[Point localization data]

----------

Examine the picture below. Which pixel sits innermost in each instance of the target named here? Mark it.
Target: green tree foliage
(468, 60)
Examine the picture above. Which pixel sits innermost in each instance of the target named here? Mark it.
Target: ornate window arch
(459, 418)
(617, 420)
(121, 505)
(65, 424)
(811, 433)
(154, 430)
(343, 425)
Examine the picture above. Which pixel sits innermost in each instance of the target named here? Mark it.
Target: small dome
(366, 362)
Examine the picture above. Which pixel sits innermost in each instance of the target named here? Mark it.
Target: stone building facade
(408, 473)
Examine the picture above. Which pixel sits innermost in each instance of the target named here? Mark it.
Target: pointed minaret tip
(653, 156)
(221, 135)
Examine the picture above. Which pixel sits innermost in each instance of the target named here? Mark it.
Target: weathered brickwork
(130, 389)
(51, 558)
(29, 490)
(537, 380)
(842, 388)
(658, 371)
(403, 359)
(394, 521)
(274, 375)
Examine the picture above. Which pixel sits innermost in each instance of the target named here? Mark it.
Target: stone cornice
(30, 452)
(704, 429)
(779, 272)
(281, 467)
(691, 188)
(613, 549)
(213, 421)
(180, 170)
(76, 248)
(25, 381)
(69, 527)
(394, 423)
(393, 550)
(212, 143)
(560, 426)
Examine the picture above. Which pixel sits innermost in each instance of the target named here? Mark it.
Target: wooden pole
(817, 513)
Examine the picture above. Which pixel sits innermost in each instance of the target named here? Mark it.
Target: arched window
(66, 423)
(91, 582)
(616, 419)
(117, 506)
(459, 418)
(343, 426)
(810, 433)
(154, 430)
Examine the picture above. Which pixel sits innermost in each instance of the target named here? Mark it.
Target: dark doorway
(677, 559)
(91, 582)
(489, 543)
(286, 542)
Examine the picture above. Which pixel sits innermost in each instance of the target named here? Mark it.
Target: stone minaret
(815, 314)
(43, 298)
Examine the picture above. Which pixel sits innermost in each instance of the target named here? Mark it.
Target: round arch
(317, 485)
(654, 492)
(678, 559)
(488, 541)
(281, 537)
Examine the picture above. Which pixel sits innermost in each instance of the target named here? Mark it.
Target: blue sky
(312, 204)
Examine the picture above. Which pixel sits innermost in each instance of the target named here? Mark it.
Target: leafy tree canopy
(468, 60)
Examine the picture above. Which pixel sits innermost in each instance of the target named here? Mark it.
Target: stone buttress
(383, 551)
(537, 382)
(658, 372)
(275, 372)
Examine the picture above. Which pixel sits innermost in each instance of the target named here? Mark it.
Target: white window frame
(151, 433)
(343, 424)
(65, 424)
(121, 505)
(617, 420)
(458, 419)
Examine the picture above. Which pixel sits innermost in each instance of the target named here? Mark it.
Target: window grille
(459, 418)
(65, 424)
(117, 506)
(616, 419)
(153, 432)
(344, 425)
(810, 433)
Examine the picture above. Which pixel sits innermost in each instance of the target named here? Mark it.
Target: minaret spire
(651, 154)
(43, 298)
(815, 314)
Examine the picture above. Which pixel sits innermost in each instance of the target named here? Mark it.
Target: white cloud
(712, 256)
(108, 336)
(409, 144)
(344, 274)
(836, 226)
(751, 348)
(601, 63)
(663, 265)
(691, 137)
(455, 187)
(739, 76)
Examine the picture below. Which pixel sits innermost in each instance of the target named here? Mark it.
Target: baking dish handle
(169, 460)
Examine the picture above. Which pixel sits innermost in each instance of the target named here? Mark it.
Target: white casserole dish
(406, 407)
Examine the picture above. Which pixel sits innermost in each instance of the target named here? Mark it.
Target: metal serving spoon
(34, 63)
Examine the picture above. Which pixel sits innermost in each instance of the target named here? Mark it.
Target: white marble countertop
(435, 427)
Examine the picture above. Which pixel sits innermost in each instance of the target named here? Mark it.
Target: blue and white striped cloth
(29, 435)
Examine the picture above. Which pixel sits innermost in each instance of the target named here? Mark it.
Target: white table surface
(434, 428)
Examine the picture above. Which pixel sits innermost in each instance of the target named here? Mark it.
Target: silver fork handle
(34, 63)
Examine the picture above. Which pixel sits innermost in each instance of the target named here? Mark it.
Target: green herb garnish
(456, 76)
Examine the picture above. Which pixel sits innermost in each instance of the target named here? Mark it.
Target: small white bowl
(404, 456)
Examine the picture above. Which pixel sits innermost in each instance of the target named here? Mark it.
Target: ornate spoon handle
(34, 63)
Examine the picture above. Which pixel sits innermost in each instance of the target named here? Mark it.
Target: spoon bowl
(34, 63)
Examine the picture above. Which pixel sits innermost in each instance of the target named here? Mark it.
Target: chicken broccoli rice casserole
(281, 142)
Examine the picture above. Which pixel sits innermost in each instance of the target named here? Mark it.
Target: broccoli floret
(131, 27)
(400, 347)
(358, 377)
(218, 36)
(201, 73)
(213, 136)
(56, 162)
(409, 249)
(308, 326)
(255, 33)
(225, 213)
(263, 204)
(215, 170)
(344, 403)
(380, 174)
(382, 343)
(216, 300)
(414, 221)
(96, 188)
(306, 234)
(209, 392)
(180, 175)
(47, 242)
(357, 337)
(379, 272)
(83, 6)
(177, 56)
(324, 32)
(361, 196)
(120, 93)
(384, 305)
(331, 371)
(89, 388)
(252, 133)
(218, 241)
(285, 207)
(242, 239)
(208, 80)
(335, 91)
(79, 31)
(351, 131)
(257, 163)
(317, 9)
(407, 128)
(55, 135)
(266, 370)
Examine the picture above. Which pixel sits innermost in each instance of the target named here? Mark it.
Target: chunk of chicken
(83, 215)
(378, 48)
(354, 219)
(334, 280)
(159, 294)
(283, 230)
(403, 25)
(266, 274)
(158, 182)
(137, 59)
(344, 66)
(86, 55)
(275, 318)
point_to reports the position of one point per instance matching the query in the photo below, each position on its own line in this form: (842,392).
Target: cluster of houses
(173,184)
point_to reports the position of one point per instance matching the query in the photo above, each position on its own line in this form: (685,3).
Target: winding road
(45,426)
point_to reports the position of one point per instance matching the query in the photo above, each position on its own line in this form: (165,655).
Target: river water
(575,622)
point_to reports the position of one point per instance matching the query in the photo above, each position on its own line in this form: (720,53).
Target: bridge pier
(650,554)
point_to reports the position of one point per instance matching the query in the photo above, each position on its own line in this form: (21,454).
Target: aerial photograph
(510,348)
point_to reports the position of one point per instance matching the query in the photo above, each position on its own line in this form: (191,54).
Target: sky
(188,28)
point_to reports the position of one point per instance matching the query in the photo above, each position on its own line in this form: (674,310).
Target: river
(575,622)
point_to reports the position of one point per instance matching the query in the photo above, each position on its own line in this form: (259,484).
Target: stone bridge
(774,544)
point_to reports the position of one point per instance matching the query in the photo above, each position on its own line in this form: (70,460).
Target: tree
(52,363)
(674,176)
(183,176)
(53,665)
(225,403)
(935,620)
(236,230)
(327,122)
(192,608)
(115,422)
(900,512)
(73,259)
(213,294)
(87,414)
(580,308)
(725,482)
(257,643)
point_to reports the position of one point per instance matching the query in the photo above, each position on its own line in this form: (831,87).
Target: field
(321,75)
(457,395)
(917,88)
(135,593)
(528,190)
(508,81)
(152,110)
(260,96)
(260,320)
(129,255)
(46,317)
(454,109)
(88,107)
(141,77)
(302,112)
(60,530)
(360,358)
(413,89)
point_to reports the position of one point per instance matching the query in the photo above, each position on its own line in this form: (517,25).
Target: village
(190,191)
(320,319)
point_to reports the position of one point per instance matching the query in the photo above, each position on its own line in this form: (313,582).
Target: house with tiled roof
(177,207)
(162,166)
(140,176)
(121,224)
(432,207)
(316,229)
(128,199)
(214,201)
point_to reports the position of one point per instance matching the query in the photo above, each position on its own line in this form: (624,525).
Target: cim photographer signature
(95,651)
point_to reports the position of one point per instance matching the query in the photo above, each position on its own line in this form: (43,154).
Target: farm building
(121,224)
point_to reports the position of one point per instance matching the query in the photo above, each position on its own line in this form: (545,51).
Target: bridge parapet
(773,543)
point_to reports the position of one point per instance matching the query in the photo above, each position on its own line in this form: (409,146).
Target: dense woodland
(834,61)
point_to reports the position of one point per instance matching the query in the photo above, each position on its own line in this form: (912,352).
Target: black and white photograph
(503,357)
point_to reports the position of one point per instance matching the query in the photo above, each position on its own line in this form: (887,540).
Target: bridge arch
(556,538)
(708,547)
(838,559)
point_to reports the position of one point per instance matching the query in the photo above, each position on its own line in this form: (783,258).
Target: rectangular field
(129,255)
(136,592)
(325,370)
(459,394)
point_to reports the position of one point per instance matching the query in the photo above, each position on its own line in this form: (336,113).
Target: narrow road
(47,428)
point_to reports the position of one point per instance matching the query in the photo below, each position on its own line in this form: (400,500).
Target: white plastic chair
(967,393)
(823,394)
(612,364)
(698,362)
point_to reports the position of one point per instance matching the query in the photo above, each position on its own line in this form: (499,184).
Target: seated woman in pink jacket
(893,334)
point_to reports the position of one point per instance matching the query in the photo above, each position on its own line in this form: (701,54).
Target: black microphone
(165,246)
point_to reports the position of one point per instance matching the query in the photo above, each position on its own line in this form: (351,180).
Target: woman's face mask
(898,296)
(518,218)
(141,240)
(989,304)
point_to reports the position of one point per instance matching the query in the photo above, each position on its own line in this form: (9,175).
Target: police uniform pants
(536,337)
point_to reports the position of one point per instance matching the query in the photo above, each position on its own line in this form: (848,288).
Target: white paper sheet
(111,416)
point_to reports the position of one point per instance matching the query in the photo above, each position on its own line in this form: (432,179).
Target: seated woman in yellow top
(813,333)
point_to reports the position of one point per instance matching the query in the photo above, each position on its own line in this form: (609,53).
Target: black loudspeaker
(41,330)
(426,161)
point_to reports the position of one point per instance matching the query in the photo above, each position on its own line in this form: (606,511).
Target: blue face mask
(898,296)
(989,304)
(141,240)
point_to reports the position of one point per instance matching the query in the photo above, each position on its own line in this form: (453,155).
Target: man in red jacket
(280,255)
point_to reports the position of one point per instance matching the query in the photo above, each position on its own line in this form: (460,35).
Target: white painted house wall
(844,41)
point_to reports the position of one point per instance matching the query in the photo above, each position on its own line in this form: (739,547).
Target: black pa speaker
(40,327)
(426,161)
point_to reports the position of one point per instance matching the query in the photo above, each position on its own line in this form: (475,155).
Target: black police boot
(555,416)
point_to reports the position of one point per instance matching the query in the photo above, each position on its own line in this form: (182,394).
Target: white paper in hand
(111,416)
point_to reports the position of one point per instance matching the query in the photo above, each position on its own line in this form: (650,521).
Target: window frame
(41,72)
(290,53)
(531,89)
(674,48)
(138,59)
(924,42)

----------

Goal of the exercise: Check every line above for the string "below", and copy the ones that have it.

Written solution:
Examine the picture below. Which pixel sits innermost in each instance of the target named here? Mark it.
Examine the picture below. Which pixel sits innermost in each instance of the target named here? Mark it.
point_to reports the position of one point per instance matching the query in the photo below, each position on its own line in this form: (842,392).
point_to reports the position of one point per instance matching the query in the photo below, each position on its own line in this form: (400,500).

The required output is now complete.